__Aim__: Turn the lines from the first one through the line holding "[[[109,187],[63,195],[63,254],[138,237],[134,156],[109,161]]]", both included, into a JSON list of strings with one string per line and blank lines left out.

__Supplied records__:
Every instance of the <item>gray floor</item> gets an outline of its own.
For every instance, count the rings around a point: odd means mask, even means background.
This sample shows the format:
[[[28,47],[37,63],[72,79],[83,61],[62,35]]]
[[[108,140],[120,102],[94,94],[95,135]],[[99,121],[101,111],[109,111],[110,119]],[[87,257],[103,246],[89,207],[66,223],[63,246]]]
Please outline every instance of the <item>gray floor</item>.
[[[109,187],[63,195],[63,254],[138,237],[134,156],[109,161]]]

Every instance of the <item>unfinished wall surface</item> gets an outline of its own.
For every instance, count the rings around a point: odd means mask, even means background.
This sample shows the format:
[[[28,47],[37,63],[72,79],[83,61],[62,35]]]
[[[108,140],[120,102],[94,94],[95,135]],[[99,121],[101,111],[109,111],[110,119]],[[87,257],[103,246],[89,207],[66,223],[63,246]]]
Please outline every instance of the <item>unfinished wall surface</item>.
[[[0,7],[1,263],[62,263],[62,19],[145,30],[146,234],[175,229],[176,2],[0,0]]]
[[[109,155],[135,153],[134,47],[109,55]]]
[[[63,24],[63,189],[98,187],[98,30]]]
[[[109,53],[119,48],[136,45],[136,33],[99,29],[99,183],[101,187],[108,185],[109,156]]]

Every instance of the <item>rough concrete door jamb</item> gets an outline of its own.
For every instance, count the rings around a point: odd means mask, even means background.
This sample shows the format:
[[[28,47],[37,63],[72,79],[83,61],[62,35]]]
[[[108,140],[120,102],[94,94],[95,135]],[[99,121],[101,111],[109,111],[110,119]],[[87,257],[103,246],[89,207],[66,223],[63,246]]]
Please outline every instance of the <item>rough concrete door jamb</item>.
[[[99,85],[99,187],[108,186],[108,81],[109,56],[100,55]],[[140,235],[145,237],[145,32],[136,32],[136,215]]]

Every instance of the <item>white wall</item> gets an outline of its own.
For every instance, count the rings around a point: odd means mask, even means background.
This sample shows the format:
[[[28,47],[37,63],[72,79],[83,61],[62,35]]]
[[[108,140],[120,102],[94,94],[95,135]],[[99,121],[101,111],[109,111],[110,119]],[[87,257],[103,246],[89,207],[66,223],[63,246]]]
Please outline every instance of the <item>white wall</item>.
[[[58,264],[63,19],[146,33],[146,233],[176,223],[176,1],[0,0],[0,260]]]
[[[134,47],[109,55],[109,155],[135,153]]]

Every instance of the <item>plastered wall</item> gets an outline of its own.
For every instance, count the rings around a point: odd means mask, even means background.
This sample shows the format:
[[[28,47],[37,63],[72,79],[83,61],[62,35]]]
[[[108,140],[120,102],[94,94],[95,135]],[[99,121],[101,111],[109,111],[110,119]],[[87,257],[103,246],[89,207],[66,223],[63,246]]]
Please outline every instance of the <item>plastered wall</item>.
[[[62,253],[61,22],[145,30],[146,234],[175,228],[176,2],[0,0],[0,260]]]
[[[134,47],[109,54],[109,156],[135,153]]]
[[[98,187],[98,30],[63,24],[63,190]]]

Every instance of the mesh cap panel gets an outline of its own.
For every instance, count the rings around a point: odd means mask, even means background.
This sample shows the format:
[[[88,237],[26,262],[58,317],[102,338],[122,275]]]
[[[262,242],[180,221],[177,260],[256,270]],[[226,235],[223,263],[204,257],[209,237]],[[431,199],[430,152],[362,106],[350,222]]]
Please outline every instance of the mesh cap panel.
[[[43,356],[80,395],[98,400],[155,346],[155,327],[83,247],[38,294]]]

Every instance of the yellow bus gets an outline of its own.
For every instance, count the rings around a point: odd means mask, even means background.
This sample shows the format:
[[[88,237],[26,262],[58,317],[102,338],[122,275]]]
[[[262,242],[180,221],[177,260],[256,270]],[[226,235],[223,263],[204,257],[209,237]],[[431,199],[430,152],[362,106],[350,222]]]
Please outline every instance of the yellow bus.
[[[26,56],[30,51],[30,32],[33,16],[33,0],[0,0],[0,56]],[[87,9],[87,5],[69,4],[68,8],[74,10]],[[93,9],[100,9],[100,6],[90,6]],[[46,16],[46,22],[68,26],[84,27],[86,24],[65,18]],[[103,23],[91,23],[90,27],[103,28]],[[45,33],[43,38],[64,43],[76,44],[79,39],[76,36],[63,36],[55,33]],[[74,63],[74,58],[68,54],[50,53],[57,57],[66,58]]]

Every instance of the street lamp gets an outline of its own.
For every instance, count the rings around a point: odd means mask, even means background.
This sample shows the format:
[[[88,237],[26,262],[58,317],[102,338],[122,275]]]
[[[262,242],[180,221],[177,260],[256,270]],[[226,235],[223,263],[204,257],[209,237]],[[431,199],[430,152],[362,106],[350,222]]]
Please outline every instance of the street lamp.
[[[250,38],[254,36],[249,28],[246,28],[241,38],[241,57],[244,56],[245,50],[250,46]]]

__The result__:
[
  "Every instance of the <item>gray floor</item> gets an outline of its own.",
  "For every instance, count the rings around a point: odd means mask, even means background.",
  "This sample shows the format:",
  "[[[28,47],[37,63],[72,79],[83,61],[62,35]]]",
  "[[[108,140],[120,102],[94,94],[95,135]],[[99,121],[101,111],[109,111],[110,119]],[[87,257],[103,246],[89,207],[66,223],[63,246]]]",
  "Please outline every instance of the <item>gray floor</item>.",
  "[[[109,187],[63,195],[63,254],[138,237],[134,156],[109,161]]]"
]